Winter Love Island (U.K.—the only Love Island I recognize) premiered last night, and for the first time, the show has ordered the contestants to go dark on social media during their time in the villa. In past seasons, they handed over their accounts to family or friends, who used the platforms to root for the respective contestants and, inevitably, battle audience reactions. By forcing the accounts to go dormant, ITV execs are likely hoping to discourage superfans from dumping their abuse (of which, this season, there is already plenty) directly on contestants, and encourage them instead to just talk shit in group chats like normal viewers.
Social media has been the elephant in the villa for a while. In 2019, when season five contestant Molly Mae presented herself as an influencer, the reactions were mixed. There were the inevitable “that’s not a real job” accusations. But she exposed something contestants still struggle to admit: Reality TV is useful for getting followers. Indeed, Molly Mae is now one of the most successful Islanders, with close to seven million followers on Instagram and a job as the Creative Director of the women’s clothing retailer Pretty Little Thing.

*-*-*

# [Directions for this task]
From the Love Island passage, return word for word the part starting with "Social media has" and going on through "Pretty Little Thing.". The material after this point is separate from the Love Island passage.

# [Available data]
*-*-*

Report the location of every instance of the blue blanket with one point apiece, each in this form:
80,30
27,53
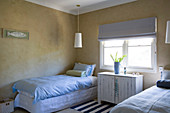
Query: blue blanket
51,86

*-*-*

# [Response to this exercise]
Social media has been the elephant in the villa for a while. In 2019, when season five contestant Molly Mae presented herself as an influencer, the reactions were mixed. There were the inevitable “that’s not a real job” accusations. But she exposed something contestants still struggle to admit: Reality TV is useful for getting followers. Indeed, Molly Mae is now one of the most successful Islanders, with close to seven million followers on Instagram and a job as the Creative Director of the women’s clothing retailer Pretty Little Thing.